Source passage.
--- --- ---
Fountain in Rome, Italy

The Fontana dei Libri (Fountain of the Books) is a fountain in Rome, Italy. It is located on the site of the Palazzo della Sapienza, where the Roman State Archives are. The fountain is known for its unique design.

==History==
The fountain is the last of the ten fountains built by Pietro Lombardi starting in 1925, with the Fontana dei Libri being completed in 1927. He was commissioned by the city's Antiquities and Fine Arts Office to replace the iron nasone that they felt was displeasing to the eye. The fountains show characteristics of what rione they are located in, with the Fontana dei Libri displaying the deer from the coat of arms of the rione it is in, Sant'Eustachio. The two large stacks of two books each adjacent to the deer symbolize the Sapienza University of Rome. The bookmarks on the bottom books formerly displayed fasces, as the fountains were designed during Fascist Italy, but they were chiseled away after the republic was formed. The engraving between the deer's horns in the fountain's center displays the name of the rione and its number. On it, Sant'Eustachio is erroneously numbered as IV, when it is instead VIII.

The fountain was restored in 1998, to remove limestone deposits. Another restoration occurred in 2018 after Dutch hooligans damaged the Fontana della Barcaccia after a football game in 2015. The Dutch association Wij Zijn Romeinen wanted to finance another restoration in addition to the Barcaccia fountain to show their love for Rome.
--- --- ---
[Position identification records]
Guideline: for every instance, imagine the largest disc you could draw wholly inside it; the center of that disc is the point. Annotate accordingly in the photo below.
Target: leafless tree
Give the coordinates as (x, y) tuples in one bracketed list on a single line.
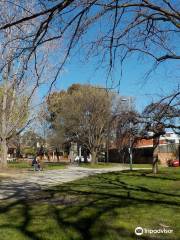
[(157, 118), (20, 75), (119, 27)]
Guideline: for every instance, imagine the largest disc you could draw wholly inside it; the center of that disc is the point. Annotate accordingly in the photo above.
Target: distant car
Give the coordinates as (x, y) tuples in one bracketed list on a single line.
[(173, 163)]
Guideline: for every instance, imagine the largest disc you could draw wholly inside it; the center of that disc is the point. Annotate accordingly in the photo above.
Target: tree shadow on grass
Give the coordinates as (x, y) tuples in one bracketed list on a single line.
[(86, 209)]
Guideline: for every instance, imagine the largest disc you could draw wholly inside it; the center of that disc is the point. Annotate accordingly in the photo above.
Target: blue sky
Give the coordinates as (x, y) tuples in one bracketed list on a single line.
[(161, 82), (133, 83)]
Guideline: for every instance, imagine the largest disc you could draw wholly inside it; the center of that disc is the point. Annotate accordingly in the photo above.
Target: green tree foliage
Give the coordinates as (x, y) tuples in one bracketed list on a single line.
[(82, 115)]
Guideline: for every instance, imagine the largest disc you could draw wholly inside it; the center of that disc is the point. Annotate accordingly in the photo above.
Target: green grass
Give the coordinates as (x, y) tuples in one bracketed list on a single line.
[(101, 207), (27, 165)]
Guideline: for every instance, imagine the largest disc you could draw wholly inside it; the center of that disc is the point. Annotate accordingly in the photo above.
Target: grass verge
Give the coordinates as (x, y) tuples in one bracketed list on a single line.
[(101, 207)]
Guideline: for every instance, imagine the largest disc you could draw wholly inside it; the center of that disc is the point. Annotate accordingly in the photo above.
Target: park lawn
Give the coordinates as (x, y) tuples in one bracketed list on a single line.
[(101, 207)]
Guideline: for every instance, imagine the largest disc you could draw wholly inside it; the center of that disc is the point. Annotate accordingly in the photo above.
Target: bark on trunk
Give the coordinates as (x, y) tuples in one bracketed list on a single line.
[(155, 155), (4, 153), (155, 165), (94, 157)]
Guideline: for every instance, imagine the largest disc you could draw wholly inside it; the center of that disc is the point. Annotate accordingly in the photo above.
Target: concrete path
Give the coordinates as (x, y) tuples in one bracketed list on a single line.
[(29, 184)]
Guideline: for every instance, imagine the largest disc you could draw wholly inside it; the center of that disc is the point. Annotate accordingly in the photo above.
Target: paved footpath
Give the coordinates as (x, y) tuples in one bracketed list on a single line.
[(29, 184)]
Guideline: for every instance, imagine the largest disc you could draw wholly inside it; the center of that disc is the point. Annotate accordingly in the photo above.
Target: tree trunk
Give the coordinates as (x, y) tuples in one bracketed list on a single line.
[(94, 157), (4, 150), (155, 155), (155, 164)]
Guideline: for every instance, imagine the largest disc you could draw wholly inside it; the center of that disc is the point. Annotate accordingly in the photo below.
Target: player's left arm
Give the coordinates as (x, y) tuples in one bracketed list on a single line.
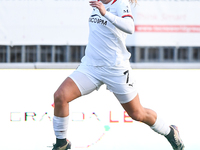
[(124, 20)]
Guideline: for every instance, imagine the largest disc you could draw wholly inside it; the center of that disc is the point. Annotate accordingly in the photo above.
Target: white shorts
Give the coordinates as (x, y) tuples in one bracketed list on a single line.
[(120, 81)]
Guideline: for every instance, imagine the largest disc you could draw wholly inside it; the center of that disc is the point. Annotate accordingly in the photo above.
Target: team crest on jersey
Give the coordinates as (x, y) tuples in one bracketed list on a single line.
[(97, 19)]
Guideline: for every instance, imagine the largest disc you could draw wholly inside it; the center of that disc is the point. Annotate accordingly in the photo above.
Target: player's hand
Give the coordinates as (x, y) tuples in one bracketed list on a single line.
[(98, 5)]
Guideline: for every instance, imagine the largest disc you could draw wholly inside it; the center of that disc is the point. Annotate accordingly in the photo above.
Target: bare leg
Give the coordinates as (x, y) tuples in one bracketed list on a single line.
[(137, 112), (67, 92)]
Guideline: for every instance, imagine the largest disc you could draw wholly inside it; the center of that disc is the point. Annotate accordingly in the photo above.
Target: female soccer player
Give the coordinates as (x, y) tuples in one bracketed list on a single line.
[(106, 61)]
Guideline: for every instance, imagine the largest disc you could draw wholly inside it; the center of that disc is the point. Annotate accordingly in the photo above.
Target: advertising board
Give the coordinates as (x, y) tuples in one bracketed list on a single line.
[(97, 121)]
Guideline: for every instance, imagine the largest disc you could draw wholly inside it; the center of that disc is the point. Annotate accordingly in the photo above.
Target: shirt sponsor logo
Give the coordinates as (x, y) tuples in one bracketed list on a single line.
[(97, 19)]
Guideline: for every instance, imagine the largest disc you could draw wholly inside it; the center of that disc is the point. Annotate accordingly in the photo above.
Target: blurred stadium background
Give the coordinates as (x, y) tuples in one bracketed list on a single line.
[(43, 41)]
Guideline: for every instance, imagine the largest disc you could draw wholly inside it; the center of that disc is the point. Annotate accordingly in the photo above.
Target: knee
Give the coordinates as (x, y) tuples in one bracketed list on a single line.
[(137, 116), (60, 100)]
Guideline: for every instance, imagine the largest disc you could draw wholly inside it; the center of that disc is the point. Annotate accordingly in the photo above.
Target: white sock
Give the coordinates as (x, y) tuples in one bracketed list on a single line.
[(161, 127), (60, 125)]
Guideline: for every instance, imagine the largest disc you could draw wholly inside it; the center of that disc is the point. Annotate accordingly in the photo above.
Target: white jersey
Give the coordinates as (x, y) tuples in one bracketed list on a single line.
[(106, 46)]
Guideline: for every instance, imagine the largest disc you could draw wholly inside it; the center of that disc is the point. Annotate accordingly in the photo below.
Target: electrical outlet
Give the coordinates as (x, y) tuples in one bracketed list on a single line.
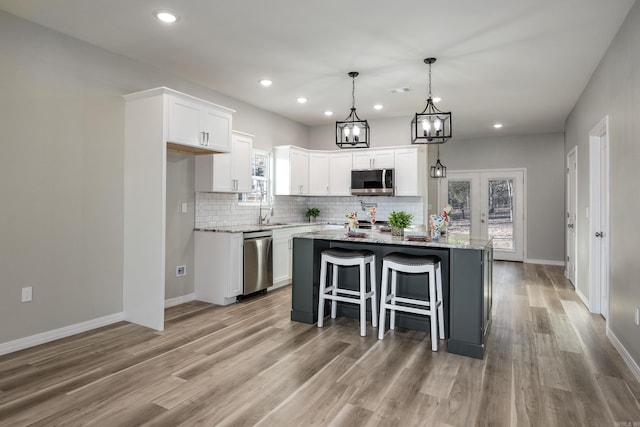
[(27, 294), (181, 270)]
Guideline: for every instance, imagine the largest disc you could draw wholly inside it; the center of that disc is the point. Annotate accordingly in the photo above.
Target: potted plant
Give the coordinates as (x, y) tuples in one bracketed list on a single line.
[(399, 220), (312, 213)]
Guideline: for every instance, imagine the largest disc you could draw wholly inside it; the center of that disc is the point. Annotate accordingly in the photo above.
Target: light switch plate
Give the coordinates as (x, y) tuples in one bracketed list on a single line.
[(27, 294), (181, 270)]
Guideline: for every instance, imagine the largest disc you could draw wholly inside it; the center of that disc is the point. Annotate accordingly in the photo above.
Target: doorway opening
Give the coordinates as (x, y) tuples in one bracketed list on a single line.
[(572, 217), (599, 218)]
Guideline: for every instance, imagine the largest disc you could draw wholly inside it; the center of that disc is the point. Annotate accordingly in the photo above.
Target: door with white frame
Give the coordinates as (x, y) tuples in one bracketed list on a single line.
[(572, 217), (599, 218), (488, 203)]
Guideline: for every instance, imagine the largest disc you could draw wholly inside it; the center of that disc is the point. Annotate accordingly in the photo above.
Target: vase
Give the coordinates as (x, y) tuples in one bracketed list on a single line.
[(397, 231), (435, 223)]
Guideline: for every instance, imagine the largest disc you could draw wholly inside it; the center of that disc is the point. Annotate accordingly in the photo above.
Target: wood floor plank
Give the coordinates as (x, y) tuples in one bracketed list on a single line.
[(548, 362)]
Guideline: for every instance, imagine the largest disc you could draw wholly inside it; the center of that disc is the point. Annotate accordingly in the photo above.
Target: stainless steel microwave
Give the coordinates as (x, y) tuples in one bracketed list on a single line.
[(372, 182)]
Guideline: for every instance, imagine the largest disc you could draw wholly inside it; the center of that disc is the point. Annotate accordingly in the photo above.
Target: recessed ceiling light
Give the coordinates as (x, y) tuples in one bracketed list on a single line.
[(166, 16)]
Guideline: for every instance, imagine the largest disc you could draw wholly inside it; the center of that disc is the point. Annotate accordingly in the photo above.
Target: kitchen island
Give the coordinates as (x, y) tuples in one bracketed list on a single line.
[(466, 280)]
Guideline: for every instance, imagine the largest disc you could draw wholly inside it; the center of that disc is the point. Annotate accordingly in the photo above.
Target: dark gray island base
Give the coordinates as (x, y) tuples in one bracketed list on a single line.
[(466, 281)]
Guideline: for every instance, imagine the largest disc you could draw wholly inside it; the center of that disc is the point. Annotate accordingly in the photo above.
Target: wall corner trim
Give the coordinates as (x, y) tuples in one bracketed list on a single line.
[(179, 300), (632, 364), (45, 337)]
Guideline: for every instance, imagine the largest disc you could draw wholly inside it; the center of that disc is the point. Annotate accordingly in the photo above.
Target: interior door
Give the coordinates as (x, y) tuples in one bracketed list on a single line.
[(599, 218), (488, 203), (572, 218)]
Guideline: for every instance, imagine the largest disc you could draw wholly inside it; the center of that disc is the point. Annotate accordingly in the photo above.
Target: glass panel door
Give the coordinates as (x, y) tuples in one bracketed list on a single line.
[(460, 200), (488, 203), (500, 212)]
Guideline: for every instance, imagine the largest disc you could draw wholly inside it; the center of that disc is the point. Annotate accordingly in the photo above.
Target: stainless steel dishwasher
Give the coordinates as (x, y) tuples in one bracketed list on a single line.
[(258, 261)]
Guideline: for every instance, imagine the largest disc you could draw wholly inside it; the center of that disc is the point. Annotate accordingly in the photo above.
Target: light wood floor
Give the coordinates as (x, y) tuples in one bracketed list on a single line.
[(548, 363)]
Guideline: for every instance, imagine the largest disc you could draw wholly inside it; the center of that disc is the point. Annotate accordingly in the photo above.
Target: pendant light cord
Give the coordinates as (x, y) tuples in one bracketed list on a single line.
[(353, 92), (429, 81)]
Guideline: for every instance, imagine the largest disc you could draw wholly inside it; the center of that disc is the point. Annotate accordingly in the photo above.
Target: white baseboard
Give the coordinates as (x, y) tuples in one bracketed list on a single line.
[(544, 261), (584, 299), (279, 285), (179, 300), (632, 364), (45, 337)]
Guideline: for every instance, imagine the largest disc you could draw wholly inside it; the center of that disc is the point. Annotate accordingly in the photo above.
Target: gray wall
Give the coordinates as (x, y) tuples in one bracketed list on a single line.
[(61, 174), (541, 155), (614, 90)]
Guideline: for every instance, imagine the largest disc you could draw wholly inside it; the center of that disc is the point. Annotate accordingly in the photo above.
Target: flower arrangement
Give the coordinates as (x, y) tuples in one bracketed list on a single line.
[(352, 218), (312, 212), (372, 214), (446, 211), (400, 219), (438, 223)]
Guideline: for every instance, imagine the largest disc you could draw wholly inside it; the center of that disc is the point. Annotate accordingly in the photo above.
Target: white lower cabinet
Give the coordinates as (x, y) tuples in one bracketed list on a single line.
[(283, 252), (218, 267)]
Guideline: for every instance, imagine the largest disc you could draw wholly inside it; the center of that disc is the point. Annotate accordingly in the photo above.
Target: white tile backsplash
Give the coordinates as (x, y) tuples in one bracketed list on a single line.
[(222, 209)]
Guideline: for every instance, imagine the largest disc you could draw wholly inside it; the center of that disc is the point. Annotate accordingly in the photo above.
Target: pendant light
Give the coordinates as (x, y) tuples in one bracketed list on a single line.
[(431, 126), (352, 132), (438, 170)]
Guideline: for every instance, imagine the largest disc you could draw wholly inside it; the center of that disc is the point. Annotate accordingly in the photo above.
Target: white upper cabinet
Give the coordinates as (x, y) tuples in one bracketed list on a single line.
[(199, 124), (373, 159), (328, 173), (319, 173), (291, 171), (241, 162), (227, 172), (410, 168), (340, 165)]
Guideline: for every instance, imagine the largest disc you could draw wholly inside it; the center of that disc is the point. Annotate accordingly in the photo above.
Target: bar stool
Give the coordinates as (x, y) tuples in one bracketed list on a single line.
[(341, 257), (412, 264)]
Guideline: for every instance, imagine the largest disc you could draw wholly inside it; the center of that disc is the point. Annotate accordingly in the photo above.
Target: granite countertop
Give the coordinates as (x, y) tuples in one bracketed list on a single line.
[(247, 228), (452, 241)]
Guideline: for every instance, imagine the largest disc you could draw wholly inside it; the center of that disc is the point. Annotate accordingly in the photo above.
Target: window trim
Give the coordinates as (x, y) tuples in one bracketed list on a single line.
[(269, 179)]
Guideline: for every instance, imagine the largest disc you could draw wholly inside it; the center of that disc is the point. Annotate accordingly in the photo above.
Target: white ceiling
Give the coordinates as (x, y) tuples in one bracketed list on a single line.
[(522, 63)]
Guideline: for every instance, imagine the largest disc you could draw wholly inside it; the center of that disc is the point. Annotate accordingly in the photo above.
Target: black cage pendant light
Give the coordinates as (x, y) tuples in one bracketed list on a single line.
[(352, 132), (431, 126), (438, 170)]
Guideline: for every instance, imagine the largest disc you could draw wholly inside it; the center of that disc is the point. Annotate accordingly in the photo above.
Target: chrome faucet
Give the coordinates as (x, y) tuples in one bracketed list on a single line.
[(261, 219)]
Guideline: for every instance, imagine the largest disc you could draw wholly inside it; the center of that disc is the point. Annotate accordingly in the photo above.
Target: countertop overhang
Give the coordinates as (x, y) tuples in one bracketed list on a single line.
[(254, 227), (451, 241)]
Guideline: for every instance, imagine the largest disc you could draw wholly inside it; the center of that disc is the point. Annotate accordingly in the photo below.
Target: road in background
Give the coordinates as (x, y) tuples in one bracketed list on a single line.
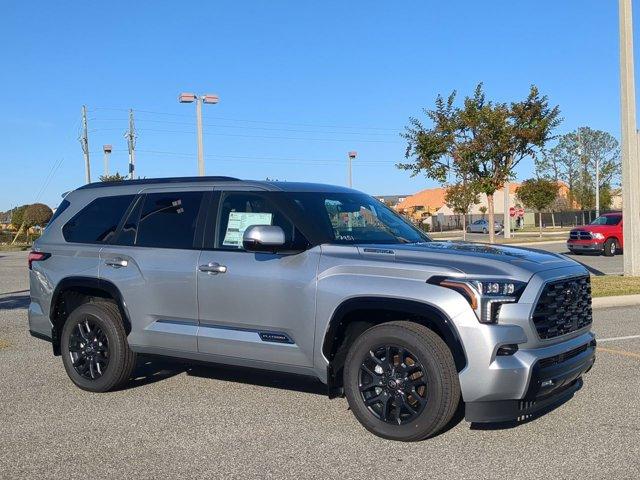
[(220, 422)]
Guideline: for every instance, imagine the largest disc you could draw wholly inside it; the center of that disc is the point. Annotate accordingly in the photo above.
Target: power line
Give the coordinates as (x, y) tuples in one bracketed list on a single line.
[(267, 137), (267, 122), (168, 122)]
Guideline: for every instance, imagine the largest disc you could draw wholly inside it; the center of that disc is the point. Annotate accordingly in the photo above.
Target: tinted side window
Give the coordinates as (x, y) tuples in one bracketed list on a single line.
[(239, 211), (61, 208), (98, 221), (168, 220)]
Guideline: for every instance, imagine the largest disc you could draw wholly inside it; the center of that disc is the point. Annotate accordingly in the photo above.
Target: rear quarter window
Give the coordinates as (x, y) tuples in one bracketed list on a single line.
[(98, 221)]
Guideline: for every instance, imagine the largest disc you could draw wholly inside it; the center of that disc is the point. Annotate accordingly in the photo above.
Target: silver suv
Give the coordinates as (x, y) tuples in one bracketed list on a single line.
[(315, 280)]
--- --- ---
Task requirements.
Answer these questions from the passage on the Fontana dei Libri:
1. In what year was the fountain completed?
2. From what does the fountain's deer come?
3. What did the 1998 restoration remove?

Result of this task.
1. 1927
2. The coat of arms of the rione Sant'Eustachio
3. Limestone deposits